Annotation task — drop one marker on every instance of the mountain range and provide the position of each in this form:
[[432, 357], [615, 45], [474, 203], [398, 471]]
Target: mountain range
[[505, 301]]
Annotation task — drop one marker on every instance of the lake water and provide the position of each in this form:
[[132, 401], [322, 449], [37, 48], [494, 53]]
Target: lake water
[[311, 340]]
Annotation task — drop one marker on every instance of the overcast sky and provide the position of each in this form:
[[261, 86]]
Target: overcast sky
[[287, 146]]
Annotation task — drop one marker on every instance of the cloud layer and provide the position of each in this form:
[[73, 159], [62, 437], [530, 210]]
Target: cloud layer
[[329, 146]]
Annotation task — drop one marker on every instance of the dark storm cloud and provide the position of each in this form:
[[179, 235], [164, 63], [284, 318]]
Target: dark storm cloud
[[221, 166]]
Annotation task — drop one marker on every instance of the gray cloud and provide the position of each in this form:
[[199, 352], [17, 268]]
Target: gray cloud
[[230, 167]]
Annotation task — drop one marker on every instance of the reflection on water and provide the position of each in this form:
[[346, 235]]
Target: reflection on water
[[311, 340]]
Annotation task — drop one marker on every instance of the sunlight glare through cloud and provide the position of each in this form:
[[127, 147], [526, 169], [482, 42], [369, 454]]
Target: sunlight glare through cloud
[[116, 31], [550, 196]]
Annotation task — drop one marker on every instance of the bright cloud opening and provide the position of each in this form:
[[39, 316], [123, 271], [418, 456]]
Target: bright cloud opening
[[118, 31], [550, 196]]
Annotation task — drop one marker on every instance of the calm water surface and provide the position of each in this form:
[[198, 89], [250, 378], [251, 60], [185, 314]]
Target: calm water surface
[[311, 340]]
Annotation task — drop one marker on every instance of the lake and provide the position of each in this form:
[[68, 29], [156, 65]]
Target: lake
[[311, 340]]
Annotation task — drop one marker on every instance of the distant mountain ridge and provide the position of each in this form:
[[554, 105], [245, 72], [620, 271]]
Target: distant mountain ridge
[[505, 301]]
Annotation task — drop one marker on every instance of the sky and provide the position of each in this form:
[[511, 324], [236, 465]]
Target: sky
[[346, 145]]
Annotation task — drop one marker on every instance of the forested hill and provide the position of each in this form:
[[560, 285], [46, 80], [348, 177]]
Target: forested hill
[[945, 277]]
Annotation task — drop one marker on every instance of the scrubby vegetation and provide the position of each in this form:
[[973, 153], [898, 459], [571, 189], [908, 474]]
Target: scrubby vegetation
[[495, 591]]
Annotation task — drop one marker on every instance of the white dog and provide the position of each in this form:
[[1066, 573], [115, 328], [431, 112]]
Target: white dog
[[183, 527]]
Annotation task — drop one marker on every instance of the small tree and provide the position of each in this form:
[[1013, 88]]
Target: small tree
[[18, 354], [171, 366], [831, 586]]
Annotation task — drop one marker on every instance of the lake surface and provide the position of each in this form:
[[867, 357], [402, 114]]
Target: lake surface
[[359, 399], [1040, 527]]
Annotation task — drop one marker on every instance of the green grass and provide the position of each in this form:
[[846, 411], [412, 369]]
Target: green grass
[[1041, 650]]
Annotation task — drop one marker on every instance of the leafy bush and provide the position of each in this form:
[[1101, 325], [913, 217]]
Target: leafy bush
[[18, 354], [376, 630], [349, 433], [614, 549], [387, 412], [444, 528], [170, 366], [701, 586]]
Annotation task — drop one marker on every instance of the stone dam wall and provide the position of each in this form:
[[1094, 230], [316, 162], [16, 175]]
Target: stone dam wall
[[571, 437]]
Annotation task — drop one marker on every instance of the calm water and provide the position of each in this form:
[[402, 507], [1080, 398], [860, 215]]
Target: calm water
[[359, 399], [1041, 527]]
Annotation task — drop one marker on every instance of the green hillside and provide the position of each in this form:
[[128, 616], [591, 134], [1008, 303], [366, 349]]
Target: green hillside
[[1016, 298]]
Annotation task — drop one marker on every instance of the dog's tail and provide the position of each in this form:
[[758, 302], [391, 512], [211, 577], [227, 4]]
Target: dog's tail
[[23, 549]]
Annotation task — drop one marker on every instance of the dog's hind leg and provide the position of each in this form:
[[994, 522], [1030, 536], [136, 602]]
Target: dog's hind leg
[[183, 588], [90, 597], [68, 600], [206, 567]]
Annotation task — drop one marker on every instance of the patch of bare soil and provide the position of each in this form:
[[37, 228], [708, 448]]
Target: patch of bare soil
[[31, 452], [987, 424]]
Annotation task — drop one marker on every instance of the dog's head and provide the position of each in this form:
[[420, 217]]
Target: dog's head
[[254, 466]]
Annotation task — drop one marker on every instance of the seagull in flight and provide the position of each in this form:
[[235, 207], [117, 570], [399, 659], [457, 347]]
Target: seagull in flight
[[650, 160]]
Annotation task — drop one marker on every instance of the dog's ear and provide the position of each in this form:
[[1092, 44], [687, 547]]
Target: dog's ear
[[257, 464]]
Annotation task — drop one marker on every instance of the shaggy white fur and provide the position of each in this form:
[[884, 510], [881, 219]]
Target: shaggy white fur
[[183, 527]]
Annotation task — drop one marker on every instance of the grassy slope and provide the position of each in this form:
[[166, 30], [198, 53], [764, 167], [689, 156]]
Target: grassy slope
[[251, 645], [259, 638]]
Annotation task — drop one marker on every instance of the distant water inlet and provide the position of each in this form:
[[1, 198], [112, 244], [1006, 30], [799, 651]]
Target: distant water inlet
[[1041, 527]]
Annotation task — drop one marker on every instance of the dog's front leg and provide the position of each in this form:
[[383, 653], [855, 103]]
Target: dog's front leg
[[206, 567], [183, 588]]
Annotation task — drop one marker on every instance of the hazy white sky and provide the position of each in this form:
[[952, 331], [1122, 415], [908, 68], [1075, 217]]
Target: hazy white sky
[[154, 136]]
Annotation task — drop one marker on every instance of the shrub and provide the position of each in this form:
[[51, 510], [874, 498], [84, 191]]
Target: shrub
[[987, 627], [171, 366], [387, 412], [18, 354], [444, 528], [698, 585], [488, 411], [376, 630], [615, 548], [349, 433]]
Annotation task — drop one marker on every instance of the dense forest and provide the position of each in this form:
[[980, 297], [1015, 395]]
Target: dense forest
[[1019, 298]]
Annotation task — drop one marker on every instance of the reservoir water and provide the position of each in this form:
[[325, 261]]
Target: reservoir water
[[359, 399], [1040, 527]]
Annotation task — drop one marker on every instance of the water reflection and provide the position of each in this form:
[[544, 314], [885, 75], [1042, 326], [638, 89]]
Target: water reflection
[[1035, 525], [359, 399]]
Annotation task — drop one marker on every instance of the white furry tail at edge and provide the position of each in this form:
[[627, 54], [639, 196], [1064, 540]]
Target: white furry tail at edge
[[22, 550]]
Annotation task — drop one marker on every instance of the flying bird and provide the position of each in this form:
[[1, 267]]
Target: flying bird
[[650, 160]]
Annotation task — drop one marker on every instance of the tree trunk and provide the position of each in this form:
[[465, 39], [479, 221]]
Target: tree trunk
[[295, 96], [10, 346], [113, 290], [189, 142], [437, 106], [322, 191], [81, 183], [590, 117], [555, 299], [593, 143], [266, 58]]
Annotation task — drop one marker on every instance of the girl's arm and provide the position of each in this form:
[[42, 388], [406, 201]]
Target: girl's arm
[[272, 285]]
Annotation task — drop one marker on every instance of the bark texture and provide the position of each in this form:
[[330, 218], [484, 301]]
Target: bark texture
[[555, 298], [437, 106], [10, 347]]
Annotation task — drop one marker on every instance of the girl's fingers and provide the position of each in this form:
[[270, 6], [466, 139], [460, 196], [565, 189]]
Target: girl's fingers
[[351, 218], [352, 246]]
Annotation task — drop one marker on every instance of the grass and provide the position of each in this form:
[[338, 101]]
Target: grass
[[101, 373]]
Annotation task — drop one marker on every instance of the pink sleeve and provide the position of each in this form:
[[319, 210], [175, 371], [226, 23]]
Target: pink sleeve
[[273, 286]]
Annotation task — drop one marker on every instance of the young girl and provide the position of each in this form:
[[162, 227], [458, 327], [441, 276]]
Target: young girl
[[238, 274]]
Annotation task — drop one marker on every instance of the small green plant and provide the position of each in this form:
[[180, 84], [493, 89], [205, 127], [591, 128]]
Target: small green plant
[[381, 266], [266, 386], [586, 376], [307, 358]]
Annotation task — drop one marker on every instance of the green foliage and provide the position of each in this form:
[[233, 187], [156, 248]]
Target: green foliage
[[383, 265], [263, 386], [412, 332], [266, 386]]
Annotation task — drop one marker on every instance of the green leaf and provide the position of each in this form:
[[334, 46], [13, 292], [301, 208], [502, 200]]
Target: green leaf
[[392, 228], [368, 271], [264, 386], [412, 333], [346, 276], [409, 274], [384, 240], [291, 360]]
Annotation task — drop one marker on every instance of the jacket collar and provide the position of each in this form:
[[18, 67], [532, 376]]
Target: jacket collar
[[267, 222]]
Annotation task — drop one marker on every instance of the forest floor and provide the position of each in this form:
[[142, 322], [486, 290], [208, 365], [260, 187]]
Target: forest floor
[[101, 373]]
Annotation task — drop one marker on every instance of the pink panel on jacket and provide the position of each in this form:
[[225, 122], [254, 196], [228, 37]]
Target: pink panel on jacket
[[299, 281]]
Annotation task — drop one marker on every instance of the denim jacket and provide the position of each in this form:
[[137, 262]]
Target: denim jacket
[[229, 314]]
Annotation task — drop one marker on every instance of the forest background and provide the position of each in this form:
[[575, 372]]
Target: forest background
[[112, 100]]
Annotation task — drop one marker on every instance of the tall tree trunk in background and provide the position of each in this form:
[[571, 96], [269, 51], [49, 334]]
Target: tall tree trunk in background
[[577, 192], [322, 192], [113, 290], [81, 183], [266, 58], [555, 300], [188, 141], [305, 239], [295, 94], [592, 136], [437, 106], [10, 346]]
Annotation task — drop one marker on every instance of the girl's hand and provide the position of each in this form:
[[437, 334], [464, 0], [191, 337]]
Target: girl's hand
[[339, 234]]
------------
*Exercise brief*.
Retype the rows from the line with "of the shrub" to the line with "[[1019, 298]]", keeping every character unchanged.

*Task answer*.
Annotation task — drop one marker on every instance of the shrub and provide the position of each in this form:
[[51, 510], [874, 498], [84, 191]]
Target: shrub
[[987, 627], [171, 366], [387, 412], [18, 354], [444, 528], [698, 585], [488, 411], [376, 630], [615, 548], [349, 433]]
Annotation task — drop one marker on every instance of the dense forest and provide the position of each in this form:
[[980, 297], [1015, 395]]
Target: dense forest
[[1019, 298]]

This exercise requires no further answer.